_Cytowany fragment_
____________________

Czterdziestka w Kaliszu na spokojną przerwę reprezentacyjną

1 tydzień temu

Industria Kielce pokonała w meczu 22. kolejki Orlen Superligi Energę MKS Kalisz 40:24. Był to ostatni pojedynek kielczan przed przerwą reprezentacyjną.

Kielczanie przystąpili do tego starcia z kilkoma ubytkami kadrowymi. Ze względu na urazy w niedzielnym spotkaniu pauzowali Moryto, Karacić, Ferlin czy Rogulski. Dodatkowy dzień odpoczynku otrzymali za to Szymon Sićko i Dylan Nahi.

To nie przeszkodziło im gwałtownie ułożyć sobie te zawody pod własne dyktando. Wicemistrzowie Polski już w pierwszej fazie rywalizacji wyszli na komfortowe prowadzenie. Już w 8. minucie mieli bowiem sześć goli przewagi (8:2). Do końca premierowej części gry zdołali jeszcze podwoić tę zaliczę, wszak prowadzili do 23:11.

Po przerwie główni pretendenci do odzyskania tronu dalej kontynuowali dobrą serię. W dobiciu do granicy 40 trafień nie przeszkodził im choćby blisko pięciominutowy impas jeszcze przed końcem trzeciego kwadransa zawodów.

____________________

_Pozycje zbioru danych_
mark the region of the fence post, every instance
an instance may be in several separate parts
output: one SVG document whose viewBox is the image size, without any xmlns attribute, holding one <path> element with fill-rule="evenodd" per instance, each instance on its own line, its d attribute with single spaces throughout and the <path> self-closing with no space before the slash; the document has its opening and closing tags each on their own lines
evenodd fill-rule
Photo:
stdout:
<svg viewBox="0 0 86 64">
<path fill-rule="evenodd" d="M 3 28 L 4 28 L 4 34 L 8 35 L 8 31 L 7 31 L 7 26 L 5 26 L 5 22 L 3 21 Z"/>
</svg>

____________________

_Zadanie pisemne_
Powiel w całości i bez żadnych zmian relację z meczu Industrii Kielce z Energą MKS Kalisz. Pozycje pochodzą z innego źródła.

_Rozwiązanie zadania_
Czterdziestka w Kaliszu na spokojną przerwę reprezentacyjną

1 tydzień temu

Industria Kielce pokonała w meczu 22. kolejki Orlen Superligi Energę MKS Kalisz 40:24. Był to ostatni pojedynek kielczan przed przerwą reprezentacyjną.

Kielczanie przystąpili do tego starcia z kilkoma ubytkami kadrowymi. Ze względu na urazy w niedzielnym spotkaniu pauzowali Moryto, Karacić, Ferlin czy Rogulski. Dodatkowy dzień odpoczynku otrzymali za to Szymon Sićko i Dylan Nahi.

To nie przeszkodziło im gwałtownie ułożyć sobie te zawody pod własne dyktando. Wicemistrzowie Polski już w pierwszej fazie rywalizacji wyszli na komfortowe prowadzenie. Już w 8. minucie mieli bowiem sześć goli przewagi (8:2). Do końca premierowej części gry zdołali jeszcze podwoić tę zaliczę, wszak prowadzili do 23:11.

Po przerwie główni pretendenci do odzyskania tronu dalej kontynuowali dobrą serię. W dobiciu do granicy 40 trafień nie przeszkodził im choćby blisko pięciominutowy impas jeszcze przed końcem trzeciego kwadransa zawodów.